- _INSTRUCTION_
Reproduce the part of the items that opens with the line containing "Mark every instance of the man's head" and closes with the line containing "<point>78,84</point>", switching "curtain" to "window drape" and leaving everything else unchanged.

- _DATA FOR THIS TASK_
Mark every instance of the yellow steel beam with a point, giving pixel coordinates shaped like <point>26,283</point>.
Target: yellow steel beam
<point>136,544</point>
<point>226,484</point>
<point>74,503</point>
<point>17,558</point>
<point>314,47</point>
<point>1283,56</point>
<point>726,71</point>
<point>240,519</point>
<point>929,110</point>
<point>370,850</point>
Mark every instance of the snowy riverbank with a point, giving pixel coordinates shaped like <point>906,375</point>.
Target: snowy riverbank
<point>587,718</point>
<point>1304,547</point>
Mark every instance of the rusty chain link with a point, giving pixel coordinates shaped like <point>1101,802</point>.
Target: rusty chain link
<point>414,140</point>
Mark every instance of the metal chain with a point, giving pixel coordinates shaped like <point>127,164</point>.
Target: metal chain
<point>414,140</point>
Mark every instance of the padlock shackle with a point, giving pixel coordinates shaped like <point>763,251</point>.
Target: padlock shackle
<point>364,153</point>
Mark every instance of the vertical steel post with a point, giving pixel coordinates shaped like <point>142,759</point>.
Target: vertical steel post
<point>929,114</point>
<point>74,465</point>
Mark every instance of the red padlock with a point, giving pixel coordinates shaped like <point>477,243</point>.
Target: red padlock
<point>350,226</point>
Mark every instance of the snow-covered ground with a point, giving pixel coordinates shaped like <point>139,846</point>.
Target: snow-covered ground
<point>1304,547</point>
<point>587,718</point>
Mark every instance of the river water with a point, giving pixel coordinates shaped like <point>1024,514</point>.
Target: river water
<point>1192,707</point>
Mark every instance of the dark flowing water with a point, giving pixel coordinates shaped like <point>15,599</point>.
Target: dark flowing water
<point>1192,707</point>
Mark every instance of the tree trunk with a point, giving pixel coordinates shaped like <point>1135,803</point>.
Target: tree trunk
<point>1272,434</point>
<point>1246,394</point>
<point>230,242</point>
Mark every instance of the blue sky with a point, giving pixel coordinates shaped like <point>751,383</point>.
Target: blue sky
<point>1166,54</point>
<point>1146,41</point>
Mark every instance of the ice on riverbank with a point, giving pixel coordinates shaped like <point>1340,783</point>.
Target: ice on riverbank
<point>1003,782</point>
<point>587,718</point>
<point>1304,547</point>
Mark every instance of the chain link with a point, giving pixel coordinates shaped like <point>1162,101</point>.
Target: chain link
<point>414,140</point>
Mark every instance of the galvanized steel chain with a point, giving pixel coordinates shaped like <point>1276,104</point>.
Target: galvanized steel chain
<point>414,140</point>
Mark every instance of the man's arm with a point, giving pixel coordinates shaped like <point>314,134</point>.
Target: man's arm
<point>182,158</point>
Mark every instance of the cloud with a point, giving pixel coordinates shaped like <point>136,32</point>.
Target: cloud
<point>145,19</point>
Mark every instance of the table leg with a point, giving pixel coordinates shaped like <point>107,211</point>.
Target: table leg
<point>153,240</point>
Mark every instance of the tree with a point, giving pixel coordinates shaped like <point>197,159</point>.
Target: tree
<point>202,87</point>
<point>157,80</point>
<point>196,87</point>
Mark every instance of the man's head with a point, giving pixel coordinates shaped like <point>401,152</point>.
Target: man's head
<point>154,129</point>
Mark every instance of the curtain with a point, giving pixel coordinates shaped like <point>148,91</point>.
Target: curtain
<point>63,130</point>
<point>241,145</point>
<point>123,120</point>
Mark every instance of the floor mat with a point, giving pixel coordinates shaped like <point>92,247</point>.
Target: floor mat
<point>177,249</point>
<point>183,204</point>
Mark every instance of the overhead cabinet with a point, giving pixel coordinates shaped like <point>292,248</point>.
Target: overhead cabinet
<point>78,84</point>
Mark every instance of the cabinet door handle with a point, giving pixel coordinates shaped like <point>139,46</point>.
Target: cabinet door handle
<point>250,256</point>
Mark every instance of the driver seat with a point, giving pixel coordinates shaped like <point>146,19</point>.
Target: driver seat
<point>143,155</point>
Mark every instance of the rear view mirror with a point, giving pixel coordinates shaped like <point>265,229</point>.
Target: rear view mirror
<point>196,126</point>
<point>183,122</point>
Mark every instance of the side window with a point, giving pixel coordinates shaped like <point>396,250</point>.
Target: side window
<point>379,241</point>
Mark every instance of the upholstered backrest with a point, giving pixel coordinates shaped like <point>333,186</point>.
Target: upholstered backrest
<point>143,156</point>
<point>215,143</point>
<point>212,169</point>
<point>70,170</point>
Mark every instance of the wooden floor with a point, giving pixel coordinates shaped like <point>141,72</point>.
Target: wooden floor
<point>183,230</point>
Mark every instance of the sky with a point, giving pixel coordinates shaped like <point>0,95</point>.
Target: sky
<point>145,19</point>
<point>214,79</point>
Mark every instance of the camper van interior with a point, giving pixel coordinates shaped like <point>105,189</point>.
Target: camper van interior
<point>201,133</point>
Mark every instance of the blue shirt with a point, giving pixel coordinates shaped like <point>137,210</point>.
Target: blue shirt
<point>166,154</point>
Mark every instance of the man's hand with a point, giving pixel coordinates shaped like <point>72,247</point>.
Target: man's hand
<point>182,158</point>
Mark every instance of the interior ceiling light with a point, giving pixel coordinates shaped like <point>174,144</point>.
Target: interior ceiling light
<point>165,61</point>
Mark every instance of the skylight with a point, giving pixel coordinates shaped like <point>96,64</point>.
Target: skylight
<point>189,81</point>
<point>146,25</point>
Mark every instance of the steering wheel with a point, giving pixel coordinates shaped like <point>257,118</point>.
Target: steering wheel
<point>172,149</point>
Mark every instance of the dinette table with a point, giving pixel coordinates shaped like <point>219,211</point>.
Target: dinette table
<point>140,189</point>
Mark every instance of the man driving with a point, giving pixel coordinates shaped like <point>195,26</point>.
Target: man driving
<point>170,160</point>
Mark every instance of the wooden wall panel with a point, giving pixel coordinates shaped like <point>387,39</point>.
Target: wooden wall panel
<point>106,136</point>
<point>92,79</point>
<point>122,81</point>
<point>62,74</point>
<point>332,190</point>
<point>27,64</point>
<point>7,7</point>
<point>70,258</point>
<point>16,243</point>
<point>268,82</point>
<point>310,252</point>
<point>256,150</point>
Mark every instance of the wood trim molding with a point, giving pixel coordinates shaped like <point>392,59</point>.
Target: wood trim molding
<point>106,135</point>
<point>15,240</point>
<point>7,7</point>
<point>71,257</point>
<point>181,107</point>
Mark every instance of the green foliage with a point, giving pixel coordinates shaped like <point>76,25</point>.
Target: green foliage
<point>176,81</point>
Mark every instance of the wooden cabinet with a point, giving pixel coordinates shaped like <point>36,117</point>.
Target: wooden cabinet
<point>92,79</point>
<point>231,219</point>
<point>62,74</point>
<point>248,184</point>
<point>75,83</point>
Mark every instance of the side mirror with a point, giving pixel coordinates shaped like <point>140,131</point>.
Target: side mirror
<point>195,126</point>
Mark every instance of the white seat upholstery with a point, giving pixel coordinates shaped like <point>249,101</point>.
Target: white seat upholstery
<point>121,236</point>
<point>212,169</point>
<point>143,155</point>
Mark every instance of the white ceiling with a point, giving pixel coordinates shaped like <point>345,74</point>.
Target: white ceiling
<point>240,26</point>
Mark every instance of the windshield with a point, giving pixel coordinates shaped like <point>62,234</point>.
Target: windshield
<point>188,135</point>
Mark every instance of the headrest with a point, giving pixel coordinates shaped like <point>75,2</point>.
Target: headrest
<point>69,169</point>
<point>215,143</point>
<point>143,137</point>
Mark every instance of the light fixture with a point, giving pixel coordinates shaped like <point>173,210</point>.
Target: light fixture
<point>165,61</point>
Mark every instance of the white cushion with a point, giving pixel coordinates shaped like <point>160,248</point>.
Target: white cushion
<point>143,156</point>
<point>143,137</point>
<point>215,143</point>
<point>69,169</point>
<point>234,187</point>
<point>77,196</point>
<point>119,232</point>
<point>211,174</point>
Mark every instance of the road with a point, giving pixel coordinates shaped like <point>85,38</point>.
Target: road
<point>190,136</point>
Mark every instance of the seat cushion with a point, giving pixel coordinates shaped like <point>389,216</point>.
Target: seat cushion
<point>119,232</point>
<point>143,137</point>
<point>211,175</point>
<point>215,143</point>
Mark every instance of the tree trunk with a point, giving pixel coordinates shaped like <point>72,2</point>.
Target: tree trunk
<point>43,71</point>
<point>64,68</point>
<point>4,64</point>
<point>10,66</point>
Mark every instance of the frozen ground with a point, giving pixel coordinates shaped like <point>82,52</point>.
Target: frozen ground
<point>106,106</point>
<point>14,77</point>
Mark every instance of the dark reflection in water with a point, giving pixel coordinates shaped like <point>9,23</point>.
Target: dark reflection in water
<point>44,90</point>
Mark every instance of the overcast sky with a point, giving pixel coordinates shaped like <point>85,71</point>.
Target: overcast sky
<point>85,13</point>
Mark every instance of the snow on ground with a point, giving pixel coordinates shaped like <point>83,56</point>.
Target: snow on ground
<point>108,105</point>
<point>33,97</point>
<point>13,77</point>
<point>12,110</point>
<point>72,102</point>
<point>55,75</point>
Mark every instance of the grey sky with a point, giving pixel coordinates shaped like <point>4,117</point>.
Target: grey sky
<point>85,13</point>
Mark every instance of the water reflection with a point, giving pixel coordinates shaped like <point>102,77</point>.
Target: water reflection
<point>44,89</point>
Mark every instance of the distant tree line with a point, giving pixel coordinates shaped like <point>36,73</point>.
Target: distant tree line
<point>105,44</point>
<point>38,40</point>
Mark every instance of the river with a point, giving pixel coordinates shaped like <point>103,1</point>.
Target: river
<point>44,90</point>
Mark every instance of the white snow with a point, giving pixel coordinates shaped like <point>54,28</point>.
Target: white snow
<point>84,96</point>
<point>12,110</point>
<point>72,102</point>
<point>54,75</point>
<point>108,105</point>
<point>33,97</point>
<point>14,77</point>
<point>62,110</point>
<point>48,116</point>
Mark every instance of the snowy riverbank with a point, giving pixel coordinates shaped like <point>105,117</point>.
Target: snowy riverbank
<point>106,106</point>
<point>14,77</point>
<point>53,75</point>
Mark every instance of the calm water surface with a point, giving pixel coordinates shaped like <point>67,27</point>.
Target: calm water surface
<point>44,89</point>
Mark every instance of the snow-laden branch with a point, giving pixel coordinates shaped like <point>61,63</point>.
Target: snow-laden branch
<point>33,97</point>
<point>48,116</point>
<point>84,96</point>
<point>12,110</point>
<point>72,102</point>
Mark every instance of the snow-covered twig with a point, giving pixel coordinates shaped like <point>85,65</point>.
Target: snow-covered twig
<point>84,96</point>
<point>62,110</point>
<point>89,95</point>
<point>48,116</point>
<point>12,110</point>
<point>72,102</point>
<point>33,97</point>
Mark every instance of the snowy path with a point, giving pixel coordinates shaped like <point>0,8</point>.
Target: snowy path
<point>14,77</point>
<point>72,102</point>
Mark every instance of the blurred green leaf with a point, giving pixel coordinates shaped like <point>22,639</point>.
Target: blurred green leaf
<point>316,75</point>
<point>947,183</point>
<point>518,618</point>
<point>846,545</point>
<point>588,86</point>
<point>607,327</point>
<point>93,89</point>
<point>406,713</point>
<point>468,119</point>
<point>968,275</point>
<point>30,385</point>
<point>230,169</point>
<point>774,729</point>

- _EXERCISE OUTPUT_
Mark every instance of the man's head with a point, giving pixel coordinates shaped like <point>401,152</point>.
Target: man's head
<point>154,129</point>
Mark every instance of the window drape with a point, giving pixel coordinates shaped like <point>148,91</point>.
Target: window drape
<point>63,130</point>
<point>241,145</point>
<point>123,120</point>
Mark every instance of the floor mat with a point, giving pixel coordinates shaped like <point>92,247</point>.
Target: floor mat
<point>177,249</point>
<point>183,204</point>
Mark every instance of the overhead cabinet with a point, giving pixel coordinates shaped like <point>292,248</point>.
Target: overhead cabinet
<point>78,84</point>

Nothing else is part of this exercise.